## DATA LISTING
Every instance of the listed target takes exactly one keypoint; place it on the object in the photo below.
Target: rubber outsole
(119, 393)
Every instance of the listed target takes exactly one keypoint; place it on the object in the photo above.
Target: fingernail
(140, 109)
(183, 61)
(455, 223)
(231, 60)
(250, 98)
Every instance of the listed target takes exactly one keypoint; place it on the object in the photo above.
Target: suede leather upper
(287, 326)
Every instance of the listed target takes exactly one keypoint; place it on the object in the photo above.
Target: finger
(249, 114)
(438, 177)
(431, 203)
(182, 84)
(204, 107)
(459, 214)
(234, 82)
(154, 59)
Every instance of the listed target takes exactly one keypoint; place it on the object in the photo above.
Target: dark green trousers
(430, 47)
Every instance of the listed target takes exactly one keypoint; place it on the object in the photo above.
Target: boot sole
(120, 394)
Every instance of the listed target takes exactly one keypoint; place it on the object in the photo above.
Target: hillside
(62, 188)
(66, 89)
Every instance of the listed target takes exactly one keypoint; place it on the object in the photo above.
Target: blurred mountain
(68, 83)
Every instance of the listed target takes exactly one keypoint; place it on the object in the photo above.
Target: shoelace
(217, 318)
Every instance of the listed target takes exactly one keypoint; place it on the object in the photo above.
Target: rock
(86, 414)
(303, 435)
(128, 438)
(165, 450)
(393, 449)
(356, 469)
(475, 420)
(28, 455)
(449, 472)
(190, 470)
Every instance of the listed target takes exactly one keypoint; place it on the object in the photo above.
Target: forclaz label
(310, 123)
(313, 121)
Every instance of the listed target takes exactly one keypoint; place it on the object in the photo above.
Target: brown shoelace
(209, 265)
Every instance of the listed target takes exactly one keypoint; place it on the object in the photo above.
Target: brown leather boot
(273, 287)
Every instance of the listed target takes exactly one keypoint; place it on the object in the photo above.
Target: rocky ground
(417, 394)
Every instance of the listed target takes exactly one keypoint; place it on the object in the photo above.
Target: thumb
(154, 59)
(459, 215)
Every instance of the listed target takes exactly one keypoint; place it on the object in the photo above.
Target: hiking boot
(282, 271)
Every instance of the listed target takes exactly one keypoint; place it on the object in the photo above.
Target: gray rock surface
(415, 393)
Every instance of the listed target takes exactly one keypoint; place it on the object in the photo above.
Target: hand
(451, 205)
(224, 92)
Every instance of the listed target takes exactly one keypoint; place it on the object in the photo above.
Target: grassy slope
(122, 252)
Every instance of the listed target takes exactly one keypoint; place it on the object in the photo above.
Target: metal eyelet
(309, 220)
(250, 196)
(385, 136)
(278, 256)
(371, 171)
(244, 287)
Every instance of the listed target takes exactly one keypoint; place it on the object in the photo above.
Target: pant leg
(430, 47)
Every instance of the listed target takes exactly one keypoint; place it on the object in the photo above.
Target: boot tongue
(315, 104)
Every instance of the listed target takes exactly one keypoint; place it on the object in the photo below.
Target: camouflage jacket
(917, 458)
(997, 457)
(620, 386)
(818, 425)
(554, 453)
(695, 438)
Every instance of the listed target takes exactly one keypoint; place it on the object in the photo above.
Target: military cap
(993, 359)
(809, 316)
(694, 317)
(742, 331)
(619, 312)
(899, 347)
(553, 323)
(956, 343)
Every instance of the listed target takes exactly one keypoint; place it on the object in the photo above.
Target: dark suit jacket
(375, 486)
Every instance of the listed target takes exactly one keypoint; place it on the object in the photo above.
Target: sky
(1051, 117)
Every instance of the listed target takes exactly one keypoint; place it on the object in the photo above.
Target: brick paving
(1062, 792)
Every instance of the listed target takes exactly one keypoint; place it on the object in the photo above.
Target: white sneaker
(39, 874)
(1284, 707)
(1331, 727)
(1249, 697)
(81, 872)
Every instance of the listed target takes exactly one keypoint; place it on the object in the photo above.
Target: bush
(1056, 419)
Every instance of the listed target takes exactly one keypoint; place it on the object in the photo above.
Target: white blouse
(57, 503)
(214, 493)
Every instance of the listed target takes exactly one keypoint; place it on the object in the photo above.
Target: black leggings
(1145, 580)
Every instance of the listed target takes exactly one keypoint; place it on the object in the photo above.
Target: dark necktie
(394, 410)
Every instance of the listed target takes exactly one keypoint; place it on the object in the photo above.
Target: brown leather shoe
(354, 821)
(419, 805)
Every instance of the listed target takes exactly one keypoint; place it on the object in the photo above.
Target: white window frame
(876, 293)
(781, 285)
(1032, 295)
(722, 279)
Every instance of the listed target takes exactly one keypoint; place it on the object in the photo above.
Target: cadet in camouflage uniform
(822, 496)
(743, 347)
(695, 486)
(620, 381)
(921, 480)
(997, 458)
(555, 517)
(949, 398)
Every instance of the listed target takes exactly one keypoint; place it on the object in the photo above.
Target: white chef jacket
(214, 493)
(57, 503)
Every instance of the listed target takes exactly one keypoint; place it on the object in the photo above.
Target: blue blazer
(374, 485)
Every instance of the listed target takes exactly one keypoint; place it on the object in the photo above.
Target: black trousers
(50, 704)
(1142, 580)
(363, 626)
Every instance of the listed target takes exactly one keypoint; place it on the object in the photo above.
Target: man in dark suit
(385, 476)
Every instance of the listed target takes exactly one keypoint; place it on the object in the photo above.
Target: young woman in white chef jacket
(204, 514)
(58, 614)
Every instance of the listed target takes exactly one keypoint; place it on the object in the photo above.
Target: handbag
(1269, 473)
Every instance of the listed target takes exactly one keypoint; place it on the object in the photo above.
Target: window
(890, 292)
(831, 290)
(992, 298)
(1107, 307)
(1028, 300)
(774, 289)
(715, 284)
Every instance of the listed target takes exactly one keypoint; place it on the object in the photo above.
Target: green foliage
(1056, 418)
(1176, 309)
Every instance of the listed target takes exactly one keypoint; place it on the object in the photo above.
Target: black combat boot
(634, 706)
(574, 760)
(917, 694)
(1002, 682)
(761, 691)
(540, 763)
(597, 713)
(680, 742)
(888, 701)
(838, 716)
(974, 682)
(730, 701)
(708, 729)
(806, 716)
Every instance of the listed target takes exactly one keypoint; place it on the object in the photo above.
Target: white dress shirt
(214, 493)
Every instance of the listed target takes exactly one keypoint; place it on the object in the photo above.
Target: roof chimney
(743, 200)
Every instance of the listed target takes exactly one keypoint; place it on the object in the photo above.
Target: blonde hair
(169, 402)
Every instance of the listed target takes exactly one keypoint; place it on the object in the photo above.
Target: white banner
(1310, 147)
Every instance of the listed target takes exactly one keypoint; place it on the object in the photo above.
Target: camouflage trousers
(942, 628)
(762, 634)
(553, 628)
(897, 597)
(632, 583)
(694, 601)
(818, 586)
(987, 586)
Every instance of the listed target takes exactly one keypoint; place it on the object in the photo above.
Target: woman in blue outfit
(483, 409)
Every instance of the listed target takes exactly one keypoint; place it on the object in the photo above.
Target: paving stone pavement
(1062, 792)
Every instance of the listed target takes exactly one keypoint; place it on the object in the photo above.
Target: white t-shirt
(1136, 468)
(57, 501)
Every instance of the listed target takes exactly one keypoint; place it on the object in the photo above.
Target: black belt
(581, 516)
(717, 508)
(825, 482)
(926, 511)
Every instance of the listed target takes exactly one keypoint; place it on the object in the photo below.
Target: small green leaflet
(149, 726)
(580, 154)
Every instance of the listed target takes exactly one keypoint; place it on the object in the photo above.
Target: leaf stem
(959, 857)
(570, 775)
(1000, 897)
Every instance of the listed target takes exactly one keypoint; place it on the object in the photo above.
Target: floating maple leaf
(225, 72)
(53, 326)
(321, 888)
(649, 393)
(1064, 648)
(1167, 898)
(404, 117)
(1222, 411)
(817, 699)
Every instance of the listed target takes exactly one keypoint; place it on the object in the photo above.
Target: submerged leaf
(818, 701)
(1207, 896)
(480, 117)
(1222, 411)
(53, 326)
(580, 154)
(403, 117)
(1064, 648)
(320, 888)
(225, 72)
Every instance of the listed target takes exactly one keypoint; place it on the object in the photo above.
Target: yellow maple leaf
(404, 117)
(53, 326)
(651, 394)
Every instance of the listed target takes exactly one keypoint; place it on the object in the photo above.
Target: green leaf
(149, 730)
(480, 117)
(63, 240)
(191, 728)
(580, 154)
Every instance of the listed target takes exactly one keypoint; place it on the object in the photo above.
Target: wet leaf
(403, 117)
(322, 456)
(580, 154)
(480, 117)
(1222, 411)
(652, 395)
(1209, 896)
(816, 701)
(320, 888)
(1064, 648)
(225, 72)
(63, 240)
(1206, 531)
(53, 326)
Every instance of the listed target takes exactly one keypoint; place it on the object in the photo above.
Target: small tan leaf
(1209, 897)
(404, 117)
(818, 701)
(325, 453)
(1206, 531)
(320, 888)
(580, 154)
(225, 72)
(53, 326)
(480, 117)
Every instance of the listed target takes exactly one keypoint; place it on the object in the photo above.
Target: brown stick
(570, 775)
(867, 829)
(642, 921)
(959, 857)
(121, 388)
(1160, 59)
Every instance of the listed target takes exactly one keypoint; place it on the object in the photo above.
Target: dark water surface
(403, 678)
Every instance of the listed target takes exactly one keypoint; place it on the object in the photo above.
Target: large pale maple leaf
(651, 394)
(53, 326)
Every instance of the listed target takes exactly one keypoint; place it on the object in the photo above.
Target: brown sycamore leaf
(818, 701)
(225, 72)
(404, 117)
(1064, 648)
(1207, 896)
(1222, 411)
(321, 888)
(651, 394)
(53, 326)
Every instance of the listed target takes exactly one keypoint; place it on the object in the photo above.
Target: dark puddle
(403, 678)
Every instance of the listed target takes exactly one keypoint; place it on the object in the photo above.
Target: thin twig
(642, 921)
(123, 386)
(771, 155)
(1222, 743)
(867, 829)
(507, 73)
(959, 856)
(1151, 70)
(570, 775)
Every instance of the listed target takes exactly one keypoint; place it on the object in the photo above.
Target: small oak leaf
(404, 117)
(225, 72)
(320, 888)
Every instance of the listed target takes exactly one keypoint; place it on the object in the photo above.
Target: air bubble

## WHAT YOU SHOULD DO
Give back exactly the lines from the one with "Target: brown stick" through the final line of the material, both ends included, and no others.

## OUTPUT FOR THIS TASK
Target: brown stick
(570, 775)
(867, 829)
(642, 921)
(959, 857)
(121, 388)
(1160, 59)
Every instance of the listed target takes exactly one keypoint; place it on the object in the photo above.
Target: dark water surface
(403, 678)
Every instance of the listed target takes exactly one keypoint; place it on the object in the photo above.
Target: large pale maple leaf
(651, 394)
(53, 326)
Every instance of the listed target takes exactly one keypoint; place it on the object in the photo above.
Target: brown sycamore leaf
(818, 701)
(225, 72)
(404, 117)
(1064, 648)
(1207, 896)
(1222, 411)
(321, 888)
(651, 394)
(53, 326)
Every instance of the listed target takes exactly one keypoint; place it on the object in the photo above.
Target: dark puddle
(403, 678)
Every instance of the listed target takes exactly one keypoint; place it on the object in the photo above.
Target: thin twig
(642, 921)
(123, 386)
(771, 155)
(1222, 743)
(867, 829)
(507, 73)
(959, 856)
(1151, 70)
(570, 775)
Every instance of the listed target takes exactly one keypoint; place it on the object in the photo above.
Target: small oak leaf
(404, 117)
(225, 72)
(320, 888)
Every instance of the listed target takes exactly one keypoint; place it on the object in the photo above.
Target: air bubble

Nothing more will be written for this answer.